--- start STORED DATA ---
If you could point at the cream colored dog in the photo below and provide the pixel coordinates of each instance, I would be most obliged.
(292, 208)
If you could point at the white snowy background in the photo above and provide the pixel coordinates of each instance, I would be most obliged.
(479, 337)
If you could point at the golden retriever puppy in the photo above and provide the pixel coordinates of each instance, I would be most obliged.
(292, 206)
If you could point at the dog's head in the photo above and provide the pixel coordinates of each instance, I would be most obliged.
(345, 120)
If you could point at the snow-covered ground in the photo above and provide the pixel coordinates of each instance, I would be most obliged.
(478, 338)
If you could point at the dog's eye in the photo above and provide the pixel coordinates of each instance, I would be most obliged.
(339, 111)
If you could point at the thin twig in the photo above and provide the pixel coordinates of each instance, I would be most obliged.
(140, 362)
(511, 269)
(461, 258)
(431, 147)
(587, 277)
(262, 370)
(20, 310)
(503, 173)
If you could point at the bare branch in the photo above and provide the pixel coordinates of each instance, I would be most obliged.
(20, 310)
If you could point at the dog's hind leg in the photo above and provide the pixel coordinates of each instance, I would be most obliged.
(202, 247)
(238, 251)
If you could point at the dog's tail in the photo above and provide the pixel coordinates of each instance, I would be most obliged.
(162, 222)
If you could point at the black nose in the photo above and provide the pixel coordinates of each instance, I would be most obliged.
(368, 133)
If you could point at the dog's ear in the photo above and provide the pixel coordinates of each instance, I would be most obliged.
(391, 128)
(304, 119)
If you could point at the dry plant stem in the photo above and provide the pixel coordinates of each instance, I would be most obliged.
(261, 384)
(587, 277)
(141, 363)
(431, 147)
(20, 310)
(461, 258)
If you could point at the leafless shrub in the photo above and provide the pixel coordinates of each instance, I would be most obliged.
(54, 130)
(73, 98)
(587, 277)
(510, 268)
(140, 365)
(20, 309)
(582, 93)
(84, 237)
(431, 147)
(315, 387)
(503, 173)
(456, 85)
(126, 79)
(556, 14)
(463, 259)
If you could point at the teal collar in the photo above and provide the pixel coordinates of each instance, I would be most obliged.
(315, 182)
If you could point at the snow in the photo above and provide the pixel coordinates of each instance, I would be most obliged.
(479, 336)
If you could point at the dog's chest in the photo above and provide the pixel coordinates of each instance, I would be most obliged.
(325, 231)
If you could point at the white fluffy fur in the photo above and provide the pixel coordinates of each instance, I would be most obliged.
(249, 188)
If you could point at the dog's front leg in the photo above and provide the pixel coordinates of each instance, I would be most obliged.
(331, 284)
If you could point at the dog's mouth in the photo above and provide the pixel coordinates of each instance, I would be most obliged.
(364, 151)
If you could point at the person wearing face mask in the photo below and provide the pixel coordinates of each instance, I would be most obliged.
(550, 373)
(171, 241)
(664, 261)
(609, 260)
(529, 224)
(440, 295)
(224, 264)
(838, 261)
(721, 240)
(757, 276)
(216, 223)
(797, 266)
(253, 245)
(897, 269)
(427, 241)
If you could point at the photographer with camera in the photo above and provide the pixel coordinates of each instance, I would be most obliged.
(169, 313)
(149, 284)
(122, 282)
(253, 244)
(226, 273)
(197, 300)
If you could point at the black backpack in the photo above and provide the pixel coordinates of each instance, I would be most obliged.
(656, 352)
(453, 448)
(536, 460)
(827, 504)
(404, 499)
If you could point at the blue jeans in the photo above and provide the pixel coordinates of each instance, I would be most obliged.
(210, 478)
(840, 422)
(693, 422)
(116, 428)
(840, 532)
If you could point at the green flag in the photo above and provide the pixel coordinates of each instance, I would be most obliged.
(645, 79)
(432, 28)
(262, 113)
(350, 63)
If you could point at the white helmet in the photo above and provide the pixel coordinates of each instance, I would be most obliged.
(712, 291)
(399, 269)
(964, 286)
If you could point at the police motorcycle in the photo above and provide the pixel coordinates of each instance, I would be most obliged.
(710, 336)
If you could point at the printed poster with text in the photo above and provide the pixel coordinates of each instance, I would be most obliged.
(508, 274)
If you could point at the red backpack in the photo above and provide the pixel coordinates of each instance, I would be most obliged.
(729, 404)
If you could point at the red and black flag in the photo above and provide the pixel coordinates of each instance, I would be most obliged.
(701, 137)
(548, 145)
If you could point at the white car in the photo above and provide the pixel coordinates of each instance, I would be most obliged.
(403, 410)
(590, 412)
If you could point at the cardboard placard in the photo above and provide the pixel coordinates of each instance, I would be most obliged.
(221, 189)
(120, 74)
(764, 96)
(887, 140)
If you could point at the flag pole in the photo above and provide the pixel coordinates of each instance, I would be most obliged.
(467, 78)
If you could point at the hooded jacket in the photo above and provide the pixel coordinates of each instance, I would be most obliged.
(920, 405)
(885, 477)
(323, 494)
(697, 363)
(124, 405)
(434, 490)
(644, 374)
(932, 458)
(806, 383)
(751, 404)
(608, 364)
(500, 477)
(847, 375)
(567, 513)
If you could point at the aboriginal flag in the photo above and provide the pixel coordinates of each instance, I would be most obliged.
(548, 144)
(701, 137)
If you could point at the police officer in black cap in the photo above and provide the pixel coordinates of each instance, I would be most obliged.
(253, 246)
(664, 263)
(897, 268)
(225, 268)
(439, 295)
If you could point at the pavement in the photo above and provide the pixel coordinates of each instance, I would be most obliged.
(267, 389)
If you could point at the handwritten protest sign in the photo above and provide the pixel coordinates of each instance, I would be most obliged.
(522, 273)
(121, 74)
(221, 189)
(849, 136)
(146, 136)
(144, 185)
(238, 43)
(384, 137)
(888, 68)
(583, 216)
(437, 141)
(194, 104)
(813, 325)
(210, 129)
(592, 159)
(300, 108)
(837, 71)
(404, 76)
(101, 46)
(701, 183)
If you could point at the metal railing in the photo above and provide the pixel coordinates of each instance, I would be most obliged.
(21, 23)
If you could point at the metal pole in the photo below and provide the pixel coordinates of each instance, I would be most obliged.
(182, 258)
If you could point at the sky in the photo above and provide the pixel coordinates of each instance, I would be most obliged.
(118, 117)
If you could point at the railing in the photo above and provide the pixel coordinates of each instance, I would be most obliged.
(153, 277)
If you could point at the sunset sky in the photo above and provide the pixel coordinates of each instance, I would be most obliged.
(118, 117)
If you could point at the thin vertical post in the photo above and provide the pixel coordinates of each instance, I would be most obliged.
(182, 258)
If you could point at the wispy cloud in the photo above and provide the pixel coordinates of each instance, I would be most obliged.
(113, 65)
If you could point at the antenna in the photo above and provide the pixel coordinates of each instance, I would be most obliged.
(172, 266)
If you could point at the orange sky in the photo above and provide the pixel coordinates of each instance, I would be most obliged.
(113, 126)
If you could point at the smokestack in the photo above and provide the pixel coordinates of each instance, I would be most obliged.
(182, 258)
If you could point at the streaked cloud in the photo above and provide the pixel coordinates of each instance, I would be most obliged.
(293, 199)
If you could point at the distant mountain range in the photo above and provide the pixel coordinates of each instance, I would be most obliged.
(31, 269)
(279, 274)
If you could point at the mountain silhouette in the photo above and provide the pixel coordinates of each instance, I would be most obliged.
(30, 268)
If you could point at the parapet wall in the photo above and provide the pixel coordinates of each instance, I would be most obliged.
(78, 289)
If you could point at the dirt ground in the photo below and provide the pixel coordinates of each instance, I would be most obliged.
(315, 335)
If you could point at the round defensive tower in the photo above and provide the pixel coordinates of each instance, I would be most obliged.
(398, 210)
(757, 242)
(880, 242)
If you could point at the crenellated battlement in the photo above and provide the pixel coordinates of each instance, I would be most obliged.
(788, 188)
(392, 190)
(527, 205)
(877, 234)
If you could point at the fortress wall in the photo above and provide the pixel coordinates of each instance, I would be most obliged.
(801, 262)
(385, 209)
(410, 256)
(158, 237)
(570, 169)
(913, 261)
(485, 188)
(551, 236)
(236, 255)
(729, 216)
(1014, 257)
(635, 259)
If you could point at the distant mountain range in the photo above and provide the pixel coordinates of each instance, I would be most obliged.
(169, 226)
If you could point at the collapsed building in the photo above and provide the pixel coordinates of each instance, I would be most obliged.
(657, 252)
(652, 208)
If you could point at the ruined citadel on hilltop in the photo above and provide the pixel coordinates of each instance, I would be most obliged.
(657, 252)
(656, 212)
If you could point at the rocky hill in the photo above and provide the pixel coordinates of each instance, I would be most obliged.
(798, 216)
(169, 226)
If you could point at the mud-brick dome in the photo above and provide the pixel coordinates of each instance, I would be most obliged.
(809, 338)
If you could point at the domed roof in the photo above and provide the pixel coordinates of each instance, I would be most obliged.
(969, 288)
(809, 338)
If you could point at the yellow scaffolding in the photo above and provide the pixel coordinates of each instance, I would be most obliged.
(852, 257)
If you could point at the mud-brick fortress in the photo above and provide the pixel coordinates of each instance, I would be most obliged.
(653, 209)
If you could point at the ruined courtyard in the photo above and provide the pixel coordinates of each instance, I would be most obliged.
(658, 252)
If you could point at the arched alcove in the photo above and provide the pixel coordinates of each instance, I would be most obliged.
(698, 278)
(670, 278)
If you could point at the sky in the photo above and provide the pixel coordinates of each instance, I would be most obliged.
--- end STORED DATA ---
--- start STORED DATA ---
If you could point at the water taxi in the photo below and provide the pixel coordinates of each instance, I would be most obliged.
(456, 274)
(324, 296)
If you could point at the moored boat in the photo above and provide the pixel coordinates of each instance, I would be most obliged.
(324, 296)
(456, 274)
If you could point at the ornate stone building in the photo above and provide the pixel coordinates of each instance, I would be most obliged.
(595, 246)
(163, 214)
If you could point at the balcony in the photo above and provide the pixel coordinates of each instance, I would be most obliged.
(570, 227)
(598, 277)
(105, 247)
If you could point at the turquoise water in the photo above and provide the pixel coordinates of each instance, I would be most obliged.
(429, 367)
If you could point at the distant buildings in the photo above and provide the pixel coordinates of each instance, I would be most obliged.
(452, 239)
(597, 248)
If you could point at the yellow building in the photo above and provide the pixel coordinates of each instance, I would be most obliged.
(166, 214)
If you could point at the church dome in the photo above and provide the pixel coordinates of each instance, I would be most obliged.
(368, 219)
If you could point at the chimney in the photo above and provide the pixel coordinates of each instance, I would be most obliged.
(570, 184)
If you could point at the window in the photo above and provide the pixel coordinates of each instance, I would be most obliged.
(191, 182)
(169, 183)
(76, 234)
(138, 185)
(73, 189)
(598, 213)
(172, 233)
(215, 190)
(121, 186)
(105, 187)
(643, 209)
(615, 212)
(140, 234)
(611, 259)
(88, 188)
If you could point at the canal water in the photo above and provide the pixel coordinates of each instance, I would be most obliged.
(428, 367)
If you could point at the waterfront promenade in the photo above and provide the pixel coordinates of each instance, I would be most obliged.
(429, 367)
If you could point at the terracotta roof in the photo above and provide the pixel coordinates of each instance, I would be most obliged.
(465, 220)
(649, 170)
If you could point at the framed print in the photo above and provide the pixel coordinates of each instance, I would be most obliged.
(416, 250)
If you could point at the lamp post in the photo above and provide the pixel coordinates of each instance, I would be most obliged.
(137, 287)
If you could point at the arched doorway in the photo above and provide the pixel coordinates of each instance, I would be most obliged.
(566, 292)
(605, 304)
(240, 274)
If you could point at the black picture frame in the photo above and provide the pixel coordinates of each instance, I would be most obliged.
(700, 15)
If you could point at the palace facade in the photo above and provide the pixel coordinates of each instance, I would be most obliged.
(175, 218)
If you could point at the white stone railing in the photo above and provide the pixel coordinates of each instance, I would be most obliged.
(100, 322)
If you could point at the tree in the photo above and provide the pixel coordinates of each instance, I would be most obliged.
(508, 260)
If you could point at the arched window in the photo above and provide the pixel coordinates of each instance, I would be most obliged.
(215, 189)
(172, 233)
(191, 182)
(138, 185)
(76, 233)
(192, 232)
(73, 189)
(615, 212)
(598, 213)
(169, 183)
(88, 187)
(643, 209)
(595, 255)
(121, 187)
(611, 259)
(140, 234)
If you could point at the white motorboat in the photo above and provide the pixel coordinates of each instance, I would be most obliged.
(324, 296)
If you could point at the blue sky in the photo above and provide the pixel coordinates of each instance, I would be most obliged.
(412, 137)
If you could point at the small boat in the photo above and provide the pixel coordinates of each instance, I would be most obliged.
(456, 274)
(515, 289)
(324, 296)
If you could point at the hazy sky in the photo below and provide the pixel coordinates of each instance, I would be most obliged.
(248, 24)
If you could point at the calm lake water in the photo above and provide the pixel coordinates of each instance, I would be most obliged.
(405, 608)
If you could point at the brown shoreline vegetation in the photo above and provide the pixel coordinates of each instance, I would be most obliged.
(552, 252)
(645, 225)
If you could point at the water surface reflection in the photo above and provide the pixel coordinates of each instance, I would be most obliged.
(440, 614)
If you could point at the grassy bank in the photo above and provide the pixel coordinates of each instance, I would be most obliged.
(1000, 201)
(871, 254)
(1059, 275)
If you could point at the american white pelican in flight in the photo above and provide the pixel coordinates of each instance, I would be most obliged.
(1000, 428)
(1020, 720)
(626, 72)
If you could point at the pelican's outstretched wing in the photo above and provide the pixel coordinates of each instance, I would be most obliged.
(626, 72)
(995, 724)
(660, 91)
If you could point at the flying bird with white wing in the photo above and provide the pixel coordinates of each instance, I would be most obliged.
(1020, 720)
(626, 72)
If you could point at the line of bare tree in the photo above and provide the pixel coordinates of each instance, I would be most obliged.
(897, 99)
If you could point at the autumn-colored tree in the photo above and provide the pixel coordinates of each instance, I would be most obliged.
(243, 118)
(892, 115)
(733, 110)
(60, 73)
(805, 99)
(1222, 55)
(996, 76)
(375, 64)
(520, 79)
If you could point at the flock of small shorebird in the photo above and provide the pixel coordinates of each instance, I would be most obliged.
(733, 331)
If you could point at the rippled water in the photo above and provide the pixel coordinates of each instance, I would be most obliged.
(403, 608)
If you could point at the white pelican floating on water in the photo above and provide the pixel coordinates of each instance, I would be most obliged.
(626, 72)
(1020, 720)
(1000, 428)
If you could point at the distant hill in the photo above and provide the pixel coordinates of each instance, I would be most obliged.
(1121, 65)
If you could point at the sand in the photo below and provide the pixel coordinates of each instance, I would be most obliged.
--- end STORED DATA ---
• EXERCISE OBJECTIVE
Arrange the lines as a Markdown table with the columns Row and Line, with a row number for each line and no blank lines. Begin at the line that contains "If you could point at the white motorboat" and stop after the line that contains "(1059, 275)".

• THE OUTPUT
| Row | Line |
|---|---|
| 1 | If you could point at the white motorboat in the photo above and provide the pixel coordinates of each instance, I would be most obliged. |
| 2 | (324, 296) |
| 3 | If you could point at the blue sky in the photo above and provide the pixel coordinates of each instance, I would be most obliged. |
| 4 | (412, 137) |
| 5 | If you could point at the small boat in the photo above and provide the pixel coordinates of each instance, I would be most obliged. |
| 6 | (456, 274) |
| 7 | (515, 289) |
| 8 | (324, 296) |
| 9 | If you could point at the hazy sky in the photo below and provide the pixel coordinates of each instance, I would be most obliged. |
| 10 | (248, 24) |
| 11 | If you could point at the calm lake water in the photo above and provide the pixel coordinates of each instance, I would be most obliged. |
| 12 | (405, 608) |
| 13 | If you could point at the brown shoreline vegetation in the photo above and provide the pixel coordinates of each instance, I would be most obliged. |
| 14 | (552, 252) |
| 15 | (645, 225) |
| 16 | If you could point at the water surface reflection in the photo above and provide the pixel coordinates of each instance, I would be most obliged. |
| 17 | (440, 614) |
| 18 | If you could point at the grassy bank in the photo above and provide the pixel coordinates of each instance, I would be most obliged. |
| 19 | (1000, 201) |
| 20 | (871, 254) |
| 21 | (1059, 275) |